** TEKS BACAAN **
========

Kyai Muzammil meneruskan penjelasan Taufiq, “Seni itu kan keindahan, sekarang adakah yang mampu menciptakan keindahan melebihi apa yang diciptakan oleh Tuhan? Berati yang seniman ini siapa? Tuhan. Kok kita mesti mempertentangkan seni dengan agama. Jadi sekarang kalau kita lihat kepada Fiqih, Fiqih adalah suatu hukum yang legal dan formal. Dan terkadang wilayah formal ini sering ingin menjangkau ke seluruh segi kehidupan yang sebenarnya bukan wilayah Fiqih. Jadi kalau ada yang tanya lukisan ini halal atau haram? Lho, lukisan kok ditanya halal dan haramnya, apakah wilayah Fiqih ini sampai sana. Fiqih itu urusan legal dan formal, kan kita tidak tahu hatinya orang.
Gus Mus beberapa tahun lalu pernah membuat lukisan Inul Daratista,digambarkan sedang goyang ngebor yang dikelilingi para Kyai. Kita tahu siapa itu Gus Mus, beliau Kyai tapi juga seniman. Maka dari itu kita perlu melihat kembali bahwa kenapa ayat turun pertama kali adalah ‘Iqra’, mengajarkan kita supaya mampu membaca. Selama ini kita hanya diajari memilah halal dan haram, padahal dalam seni tidak seperti itu. Sekarang yang harus ditanam dalam masyarakat adalah bagaimana masyarakat mempunyai jiwa seni dan tahu bagaimana cara membaca seni. karena kita tidak bisa menilai karya seni dengan perspektif lain yang bukan seni. Akhirnya tidak akan ada pertemuan diantaranya dan tidak bisa membuat hatinya tergetar. Jadi ketika kita melihat suatu karya seni, hati kita bisa bergetar mengingat Allah yang Maha Indah.”
Kyai Muzamil kembali menanggapi pertanyaan dan uneg-uneg jamaah tentang batas pluralitas dalam beragama. “Dalam Islam ada ibadah mahdhah dah ibadah ghairu mahdhah. Kalau urusan ibadah mahdhah, lakum dinukum waliyadin. Kalau konteksnya adalah ibadah ghairu mahdhah, kita harus bekerjasama. Nabi Muhammad malah hutang-piutang dengan orang Yahudi, makan bersama orang Yahudi. Kok sekarang dikirimi makanan dari orang Nasrani pikirannya langsung ‘Oh jangan, ini haram.’ Ini kan mempersulit hidupnya sendiri. Nabi Muhammad juga sering diberi hadiah dari orang Nasrani dan tidak pakai tanya ini menyembelihnya bagaimana”

========

** CUPLIKAN DATA **
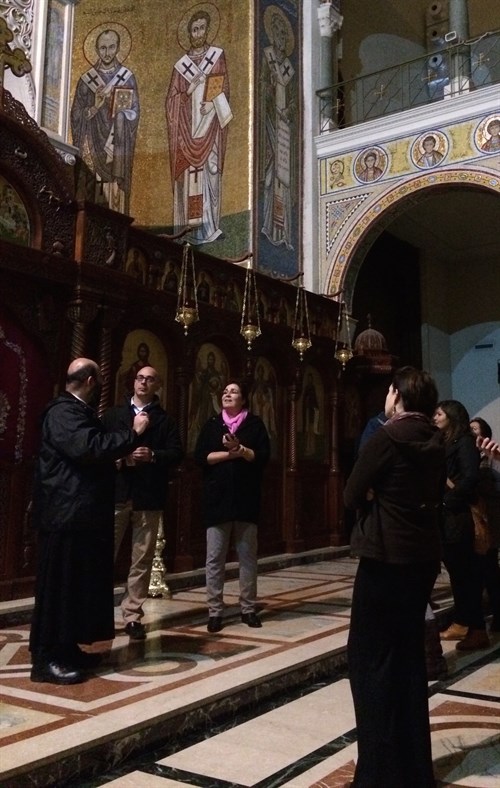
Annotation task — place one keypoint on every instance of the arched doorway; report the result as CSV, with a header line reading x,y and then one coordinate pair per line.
x,y
435,252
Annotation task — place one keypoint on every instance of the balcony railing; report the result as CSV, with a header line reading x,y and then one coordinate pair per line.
x,y
436,76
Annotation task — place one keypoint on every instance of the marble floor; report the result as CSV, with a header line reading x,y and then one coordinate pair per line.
x,y
262,708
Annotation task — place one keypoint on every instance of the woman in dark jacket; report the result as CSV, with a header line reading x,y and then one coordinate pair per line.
x,y
464,568
232,449
397,485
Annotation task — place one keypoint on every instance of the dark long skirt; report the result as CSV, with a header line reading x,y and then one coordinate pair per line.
x,y
73,592
387,672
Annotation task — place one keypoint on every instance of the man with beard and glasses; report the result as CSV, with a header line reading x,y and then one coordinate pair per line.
x,y
198,113
73,512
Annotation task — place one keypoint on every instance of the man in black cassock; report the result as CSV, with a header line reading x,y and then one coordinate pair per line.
x,y
73,511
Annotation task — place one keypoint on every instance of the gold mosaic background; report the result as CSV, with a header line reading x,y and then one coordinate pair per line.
x,y
153,26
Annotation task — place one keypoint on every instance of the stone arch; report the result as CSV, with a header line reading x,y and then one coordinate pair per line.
x,y
347,257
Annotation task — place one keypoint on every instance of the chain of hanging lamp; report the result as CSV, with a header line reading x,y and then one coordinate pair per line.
x,y
301,339
250,317
187,300
343,350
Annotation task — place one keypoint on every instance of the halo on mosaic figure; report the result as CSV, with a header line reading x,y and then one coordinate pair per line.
x,y
441,145
269,13
182,31
487,135
89,45
360,168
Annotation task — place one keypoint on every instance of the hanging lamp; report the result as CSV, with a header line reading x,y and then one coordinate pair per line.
x,y
187,301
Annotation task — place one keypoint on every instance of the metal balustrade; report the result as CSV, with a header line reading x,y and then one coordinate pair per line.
x,y
436,76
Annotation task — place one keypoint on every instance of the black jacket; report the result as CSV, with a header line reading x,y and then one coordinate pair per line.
x,y
462,461
404,464
74,477
232,490
145,484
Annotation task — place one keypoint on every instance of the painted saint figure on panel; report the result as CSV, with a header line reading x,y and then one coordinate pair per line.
x,y
278,91
198,114
105,116
206,389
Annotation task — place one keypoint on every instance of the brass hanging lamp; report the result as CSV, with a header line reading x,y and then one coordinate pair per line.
x,y
250,317
343,349
187,301
301,339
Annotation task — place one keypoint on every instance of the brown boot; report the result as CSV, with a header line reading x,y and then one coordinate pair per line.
x,y
454,632
437,667
475,639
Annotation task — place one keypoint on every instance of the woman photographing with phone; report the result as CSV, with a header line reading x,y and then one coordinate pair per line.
x,y
232,449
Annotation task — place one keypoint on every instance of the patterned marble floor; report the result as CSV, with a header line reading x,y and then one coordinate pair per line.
x,y
262,708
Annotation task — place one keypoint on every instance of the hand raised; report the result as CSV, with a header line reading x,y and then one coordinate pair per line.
x,y
141,422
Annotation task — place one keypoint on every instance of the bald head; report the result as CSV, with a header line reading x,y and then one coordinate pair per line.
x,y
84,379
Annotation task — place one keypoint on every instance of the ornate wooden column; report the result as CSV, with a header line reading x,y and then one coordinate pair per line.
x,y
80,312
110,316
335,507
180,506
291,520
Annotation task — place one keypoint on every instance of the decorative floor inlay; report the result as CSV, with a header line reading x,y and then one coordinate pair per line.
x,y
256,708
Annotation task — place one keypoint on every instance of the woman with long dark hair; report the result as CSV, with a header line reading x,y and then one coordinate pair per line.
x,y
397,486
489,490
462,463
232,450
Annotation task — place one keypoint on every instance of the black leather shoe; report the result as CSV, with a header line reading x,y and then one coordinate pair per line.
x,y
214,624
251,620
86,660
135,630
53,673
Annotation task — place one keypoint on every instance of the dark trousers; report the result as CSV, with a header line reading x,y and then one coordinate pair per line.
x,y
491,575
387,672
465,569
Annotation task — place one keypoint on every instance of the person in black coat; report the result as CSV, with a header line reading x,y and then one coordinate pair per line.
x,y
232,449
462,459
397,485
141,488
73,507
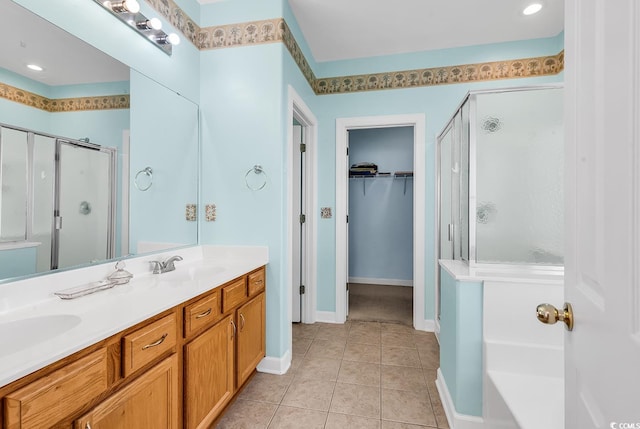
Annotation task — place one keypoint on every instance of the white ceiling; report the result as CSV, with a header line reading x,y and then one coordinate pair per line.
x,y
347,29
27,38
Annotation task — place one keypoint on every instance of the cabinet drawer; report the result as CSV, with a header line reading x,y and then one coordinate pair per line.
x,y
147,343
256,282
233,294
57,395
201,313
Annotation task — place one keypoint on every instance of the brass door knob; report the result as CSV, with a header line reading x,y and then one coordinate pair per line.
x,y
548,314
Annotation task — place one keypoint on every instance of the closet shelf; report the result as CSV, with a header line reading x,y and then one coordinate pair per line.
x,y
397,175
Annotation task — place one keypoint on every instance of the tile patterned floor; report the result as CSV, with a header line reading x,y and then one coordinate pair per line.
x,y
357,375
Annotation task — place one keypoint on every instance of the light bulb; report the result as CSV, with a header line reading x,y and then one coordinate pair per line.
x,y
173,38
532,8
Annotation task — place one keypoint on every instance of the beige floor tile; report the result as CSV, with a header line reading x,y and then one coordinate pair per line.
x,y
300,346
303,330
318,369
356,400
310,394
400,356
397,425
266,388
403,378
333,349
358,352
295,418
397,328
367,374
247,415
396,339
430,358
407,407
344,421
329,332
363,337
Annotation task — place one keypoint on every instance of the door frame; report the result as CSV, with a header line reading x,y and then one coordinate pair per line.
x,y
297,108
343,125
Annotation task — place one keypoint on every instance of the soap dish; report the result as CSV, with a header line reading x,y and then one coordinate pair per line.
x,y
86,289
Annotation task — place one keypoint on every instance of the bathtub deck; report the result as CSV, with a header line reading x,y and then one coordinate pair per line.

========

** PERINTAH TERTULIS 1 **
Tuliskan ulang tanpa diubah bagian teks bacaan dari "Kyai Muzammil meneruskan" sampai dengan "tahu hatinya orang.".
** PERINTAH TERTULIS 2 **
Menurut teks bacaan, siapa yang beberapa tahun lalu membuat lukisan Inul Daratista yang dikelilingi para Kyai?

** HASIL LENGKAP 1 **
Kyai Muzammil meneruskan penjelasan Taufiq, “Seni itu kan keindahan, sekarang adakah yang mampu menciptakan keindahan melebihi apa yang diciptakan oleh Tuhan? Berati yang seniman ini siapa? Tuhan. Kok kita mesti mempertentangkan seni dengan agama. Jadi sekarang kalau kita lihat kepada Fiqih, Fiqih adalah suatu hukum yang legal dan formal. Dan terkadang wilayah formal ini sering ingin menjangkau ke seluruh segi kehidupan yang sebenarnya bukan wilayah Fiqih. Jadi kalau ada yang tanya lukisan ini halal atau haram? Lho, lukisan kok ditanya halal dan haramnya, apakah wilayah Fiqih ini sampai sana. Fiqih itu urusan legal dan formal, kan kita tidak tahu hatinya orang.

** HASIL LENGKAP 2 **
Gus Mus.